With respect to any month,
the average net assets of the Series
for such month shall be determined
by averaging the value of the Series
net assets on the last business day
of such month with the value of the
Series net assets on the last business
day of the month immediately
prior to such month.
The Manager may from time to
time waive the compensation
it is entitled to receive from
the Trust; however, any such
waiver will have no effect on
the Managers obligation to
pay the Sub-Adviser the
compensation provided for herein.
6. Non-Exclusivity. The Manager
and the Series agree that
the services of the Sub-Adviser
are not to be deemed exclusive
and that the Sub-Adviser and its
affiliates are free to act as
investment manager and provide
other services to various
investment companies and other
managed accounts, except as the
Sub-Adviser and the Manager may
otherwise agree from time to time
in writing before or after the
date hereof. This Agreement shall not
in any way limit or restrict the
Sub-Adviser or any of its directors,
officers, employees or agents
from buying, selling or trading
any securities or other investment
instruments for its or their own account
may be acting, provided that such
activities do not violate any
applicable laws, rules or regulations
or the Code of Ethics. The Manager
and the Series recognize and agree
that the Sub-Adviser may provide
advice to or take action with respect
to other clients, which advice or
action, including the timing and
nature of such action, may differ
from or be identical to advice
given or action taken with respect
to the Series. The Sub-Adviser
shall for all purposes hereof
be deemed to be an independent
contractor and shall, unless
otherwise provided or authorized,
have no authority to act for or
represent the Trust or the Manager
in any way or otherwise be deemed an
agent of the Trust or the Manager.

▸ **REQUIRED ACTIONS**
[a] From the agreement text, list the people of the Sub-Adviser whom the Agreement does not limit or restrict from trading for their own account.
[b] Based on the agreement text, answer yes or no for each statement and quote the words that decide it: (i) A waiver of compensation by the Manager changes its obligation to pay the Sub-Adviser. (ii) The Sub-Adviser is to be treated as an independent contractor. (iii) The services of the Sub-Adviser are exclusive to the Series.
[c] According to the agreement text, how are the average net assets of the Series for a month determined?

▸ **STORED DATA**
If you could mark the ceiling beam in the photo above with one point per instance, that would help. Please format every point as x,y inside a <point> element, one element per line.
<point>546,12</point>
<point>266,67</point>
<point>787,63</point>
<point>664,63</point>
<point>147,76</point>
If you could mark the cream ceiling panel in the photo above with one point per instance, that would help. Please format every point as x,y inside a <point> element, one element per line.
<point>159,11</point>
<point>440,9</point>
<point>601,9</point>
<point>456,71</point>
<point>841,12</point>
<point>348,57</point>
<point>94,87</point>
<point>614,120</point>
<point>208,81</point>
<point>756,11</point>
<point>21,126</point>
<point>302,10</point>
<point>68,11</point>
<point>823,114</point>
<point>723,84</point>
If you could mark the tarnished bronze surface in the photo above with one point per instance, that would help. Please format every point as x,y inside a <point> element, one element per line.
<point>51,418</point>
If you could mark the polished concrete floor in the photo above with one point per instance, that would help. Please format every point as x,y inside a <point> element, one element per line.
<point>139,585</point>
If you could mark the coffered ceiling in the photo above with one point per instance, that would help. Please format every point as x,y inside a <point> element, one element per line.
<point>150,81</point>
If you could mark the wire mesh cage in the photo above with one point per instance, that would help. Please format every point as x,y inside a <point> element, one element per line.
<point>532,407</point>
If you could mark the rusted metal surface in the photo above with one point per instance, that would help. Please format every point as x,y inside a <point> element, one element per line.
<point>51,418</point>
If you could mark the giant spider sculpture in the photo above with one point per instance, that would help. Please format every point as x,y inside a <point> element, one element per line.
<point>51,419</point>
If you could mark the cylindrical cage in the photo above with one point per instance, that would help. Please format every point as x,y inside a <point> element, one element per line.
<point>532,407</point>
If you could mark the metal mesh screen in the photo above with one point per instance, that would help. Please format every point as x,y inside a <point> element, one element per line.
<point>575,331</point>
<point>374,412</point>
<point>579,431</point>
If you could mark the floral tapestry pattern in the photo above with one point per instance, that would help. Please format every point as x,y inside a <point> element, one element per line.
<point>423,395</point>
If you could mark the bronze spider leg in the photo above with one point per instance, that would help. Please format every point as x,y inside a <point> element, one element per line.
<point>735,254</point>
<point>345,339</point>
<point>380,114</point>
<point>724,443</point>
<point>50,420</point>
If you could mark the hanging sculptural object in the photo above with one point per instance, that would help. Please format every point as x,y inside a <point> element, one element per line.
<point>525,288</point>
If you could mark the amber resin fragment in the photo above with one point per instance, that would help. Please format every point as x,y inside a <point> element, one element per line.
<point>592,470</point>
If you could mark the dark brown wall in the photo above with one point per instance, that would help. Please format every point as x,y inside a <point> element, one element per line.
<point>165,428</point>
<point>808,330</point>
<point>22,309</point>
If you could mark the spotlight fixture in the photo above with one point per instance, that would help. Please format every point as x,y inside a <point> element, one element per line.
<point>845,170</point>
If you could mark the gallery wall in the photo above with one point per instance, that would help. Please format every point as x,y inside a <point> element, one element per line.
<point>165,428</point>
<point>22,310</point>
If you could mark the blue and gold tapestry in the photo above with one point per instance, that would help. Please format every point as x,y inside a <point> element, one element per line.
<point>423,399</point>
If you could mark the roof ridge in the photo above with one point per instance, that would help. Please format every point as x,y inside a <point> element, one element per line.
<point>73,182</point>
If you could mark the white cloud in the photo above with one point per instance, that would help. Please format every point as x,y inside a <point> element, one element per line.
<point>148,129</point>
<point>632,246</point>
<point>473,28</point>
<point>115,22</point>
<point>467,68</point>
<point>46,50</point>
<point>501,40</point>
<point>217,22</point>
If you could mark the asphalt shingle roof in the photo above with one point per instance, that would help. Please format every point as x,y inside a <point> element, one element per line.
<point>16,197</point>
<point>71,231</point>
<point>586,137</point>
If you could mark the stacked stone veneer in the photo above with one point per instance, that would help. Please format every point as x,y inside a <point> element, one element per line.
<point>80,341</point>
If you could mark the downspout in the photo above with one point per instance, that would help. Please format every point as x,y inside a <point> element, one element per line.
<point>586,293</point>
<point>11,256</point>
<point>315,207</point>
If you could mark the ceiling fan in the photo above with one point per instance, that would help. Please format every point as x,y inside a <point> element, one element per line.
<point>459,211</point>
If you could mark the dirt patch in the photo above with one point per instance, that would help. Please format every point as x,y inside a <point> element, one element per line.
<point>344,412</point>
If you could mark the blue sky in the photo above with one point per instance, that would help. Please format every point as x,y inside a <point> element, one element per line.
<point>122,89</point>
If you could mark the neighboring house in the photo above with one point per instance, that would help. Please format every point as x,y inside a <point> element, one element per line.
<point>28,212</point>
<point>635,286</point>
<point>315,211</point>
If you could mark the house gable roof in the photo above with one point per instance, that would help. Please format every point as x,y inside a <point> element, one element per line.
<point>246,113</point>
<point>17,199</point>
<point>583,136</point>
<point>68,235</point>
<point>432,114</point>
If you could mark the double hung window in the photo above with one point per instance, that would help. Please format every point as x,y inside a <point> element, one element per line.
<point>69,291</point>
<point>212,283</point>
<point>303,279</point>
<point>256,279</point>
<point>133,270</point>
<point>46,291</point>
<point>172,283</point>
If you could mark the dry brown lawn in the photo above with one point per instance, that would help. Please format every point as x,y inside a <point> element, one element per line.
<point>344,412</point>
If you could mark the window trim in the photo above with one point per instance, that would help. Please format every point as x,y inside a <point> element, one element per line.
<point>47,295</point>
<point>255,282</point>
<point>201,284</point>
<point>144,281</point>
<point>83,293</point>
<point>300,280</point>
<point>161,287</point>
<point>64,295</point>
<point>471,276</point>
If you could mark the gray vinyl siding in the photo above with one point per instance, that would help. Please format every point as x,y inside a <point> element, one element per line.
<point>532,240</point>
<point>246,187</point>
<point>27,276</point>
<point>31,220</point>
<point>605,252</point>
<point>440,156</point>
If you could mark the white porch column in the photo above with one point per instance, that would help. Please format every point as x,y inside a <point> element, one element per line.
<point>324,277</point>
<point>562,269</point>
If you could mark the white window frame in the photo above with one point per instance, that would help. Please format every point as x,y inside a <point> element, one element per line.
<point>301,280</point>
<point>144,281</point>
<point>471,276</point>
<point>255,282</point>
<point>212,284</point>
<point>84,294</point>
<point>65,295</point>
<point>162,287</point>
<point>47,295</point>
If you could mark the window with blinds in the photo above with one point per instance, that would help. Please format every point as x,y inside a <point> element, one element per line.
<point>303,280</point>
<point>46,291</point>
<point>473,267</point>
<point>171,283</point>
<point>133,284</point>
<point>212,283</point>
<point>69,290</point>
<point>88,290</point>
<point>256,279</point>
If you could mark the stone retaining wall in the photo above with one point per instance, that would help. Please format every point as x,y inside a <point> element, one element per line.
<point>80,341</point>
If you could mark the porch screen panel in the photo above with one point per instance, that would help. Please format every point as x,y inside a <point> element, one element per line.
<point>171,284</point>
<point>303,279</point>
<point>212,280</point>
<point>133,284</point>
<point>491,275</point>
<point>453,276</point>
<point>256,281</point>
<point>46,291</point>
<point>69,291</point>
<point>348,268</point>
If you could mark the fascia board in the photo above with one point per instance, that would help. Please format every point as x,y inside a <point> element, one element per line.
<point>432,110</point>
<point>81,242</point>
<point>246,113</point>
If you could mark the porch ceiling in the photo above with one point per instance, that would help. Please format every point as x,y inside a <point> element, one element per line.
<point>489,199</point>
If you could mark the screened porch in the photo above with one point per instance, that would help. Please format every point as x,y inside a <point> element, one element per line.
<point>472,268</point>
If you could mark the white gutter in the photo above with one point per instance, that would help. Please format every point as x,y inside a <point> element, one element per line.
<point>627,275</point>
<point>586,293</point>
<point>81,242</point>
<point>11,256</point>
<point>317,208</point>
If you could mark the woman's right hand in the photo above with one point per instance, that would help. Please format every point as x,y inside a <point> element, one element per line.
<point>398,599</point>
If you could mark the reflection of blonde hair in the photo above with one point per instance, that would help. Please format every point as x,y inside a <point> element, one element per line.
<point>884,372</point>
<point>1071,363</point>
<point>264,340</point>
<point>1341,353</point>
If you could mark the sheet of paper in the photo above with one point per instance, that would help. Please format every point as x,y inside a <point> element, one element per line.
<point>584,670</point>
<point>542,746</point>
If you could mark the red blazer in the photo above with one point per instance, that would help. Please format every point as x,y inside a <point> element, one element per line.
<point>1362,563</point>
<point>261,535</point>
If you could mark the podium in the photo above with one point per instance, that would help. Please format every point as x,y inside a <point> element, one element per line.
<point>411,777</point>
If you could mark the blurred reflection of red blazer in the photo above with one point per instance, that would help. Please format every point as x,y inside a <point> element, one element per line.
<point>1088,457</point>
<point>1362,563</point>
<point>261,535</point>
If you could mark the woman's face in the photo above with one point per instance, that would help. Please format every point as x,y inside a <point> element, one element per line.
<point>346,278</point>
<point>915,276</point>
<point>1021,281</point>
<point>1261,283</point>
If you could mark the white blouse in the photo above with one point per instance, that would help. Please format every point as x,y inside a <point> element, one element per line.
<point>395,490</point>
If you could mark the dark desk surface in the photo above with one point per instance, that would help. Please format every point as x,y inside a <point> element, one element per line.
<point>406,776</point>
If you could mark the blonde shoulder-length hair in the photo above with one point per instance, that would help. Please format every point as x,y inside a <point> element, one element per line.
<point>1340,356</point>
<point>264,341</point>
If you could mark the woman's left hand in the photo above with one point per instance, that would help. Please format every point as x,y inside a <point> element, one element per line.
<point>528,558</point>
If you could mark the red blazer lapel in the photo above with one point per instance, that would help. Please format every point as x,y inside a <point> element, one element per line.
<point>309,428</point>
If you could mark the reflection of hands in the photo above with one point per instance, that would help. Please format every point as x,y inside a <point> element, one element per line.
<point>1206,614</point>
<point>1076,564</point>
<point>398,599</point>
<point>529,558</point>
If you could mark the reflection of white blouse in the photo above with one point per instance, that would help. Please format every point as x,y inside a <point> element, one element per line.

▸ **SOLUTIONS TO THE PROBLEMS**
[a] Directors, officers, employees, agents

[b]
(i) No: "any such waiver will have no effect on the Managers obligation to pay the Sub-Adviser the compensation provided for herein"
(ii) Yes: "The Sub-Adviser shall for all purposes hereof be deemed to be an independent contractor"
(iii) No: "the services of the Sub-Adviser are not to be deemed exclusive"

[c] They are determined by averaging the value of the Series net assets on the last business day of that month with their value on the last business day of the month immediately before it.